• _Dataset records_
----
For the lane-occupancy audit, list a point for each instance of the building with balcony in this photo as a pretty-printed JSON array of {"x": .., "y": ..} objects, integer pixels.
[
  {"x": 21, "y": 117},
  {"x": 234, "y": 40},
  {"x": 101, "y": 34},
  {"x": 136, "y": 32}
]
----
• _Task to carry out_
Set down all the lines above again, word for word and unchanged.

• _Finished task_
For the lane-occupancy audit, list a point for each instance of the building with balcony in this photo as a pretty-printed JSON array of {"x": .., "y": ..} objects, integer pixels.
[
  {"x": 21, "y": 117},
  {"x": 234, "y": 40},
  {"x": 101, "y": 34},
  {"x": 136, "y": 32}
]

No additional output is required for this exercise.